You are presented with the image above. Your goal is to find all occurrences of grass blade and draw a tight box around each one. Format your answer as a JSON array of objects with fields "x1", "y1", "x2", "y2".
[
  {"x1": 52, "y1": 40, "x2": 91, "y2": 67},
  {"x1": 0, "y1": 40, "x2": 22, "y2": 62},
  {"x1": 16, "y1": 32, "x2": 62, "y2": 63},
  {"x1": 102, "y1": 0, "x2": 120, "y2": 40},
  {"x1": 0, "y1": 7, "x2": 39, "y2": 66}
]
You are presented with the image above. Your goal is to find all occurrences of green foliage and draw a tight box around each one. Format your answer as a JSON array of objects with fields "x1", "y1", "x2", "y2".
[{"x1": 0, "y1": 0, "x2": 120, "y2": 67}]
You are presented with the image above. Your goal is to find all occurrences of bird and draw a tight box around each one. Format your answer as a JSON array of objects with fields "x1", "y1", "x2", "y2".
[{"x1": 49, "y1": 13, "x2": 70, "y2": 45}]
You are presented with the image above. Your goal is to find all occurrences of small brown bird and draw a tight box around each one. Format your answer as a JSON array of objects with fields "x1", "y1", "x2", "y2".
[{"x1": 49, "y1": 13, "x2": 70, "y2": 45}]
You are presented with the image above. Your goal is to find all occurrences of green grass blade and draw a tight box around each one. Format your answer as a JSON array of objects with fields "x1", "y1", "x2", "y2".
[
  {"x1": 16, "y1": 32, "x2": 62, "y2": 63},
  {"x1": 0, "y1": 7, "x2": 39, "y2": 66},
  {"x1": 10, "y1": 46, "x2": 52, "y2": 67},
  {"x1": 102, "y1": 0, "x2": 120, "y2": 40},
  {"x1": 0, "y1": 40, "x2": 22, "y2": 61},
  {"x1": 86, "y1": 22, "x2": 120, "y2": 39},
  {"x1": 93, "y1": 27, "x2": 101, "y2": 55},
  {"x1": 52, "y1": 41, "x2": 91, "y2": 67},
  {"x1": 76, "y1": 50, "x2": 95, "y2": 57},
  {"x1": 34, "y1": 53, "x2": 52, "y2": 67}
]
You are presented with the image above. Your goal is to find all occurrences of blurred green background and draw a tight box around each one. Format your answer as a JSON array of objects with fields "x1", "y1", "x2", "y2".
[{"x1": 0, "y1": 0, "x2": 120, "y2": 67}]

◆ ◆ ◆

-- PROBLEM STATEMENT --
Each entry above needs to be retyped exactly as it appears.

-- REPLY TO THE EXERCISE --
You are presented with the image above. Your goal is to find all occurrences of grass blade and draw a tight box around each one. Format your answer as a JSON array of objects with fields "x1", "y1", "x2", "y2".
[
  {"x1": 52, "y1": 40, "x2": 91, "y2": 67},
  {"x1": 0, "y1": 40, "x2": 22, "y2": 62},
  {"x1": 16, "y1": 32, "x2": 62, "y2": 63},
  {"x1": 102, "y1": 0, "x2": 120, "y2": 40},
  {"x1": 0, "y1": 7, "x2": 39, "y2": 66}
]
You are presented with the image above. Your goal is to find all occurrences of green foliage and draw a tight box around each one. Format your answer as a JSON array of objects with fields "x1", "y1", "x2", "y2".
[{"x1": 0, "y1": 0, "x2": 120, "y2": 67}]
You are presented with the image above. Your goal is to find all occurrences of bird and draw a tight box around each one. Format your answer as a JSON array of objects with fields "x1", "y1", "x2", "y2".
[{"x1": 49, "y1": 13, "x2": 70, "y2": 45}]
You are presented with the image above. Your goal is to find all occurrences of small brown bird and draw a tight box around each one. Format your answer as a JSON array of objects with fields "x1", "y1", "x2", "y2".
[{"x1": 49, "y1": 13, "x2": 70, "y2": 45}]
You are presented with the image above. Your goal is to find all occurrences of green grass blade and draw a tight box around each one. Format your answer as a JSON array of objects with fields "x1", "y1", "x2", "y2".
[
  {"x1": 16, "y1": 32, "x2": 62, "y2": 63},
  {"x1": 0, "y1": 7, "x2": 39, "y2": 66},
  {"x1": 10, "y1": 46, "x2": 52, "y2": 67},
  {"x1": 102, "y1": 0, "x2": 120, "y2": 40},
  {"x1": 0, "y1": 40, "x2": 22, "y2": 61},
  {"x1": 86, "y1": 22, "x2": 120, "y2": 39},
  {"x1": 93, "y1": 27, "x2": 101, "y2": 55},
  {"x1": 52, "y1": 41, "x2": 91, "y2": 67},
  {"x1": 76, "y1": 50, "x2": 95, "y2": 57},
  {"x1": 34, "y1": 53, "x2": 52, "y2": 67}
]
You are presented with the image above. Your goal is to find all occurrences of blurred green background and draw a tight box around each one. Format your answer as a JSON array of objects with fields "x1", "y1", "x2", "y2".
[{"x1": 0, "y1": 0, "x2": 120, "y2": 67}]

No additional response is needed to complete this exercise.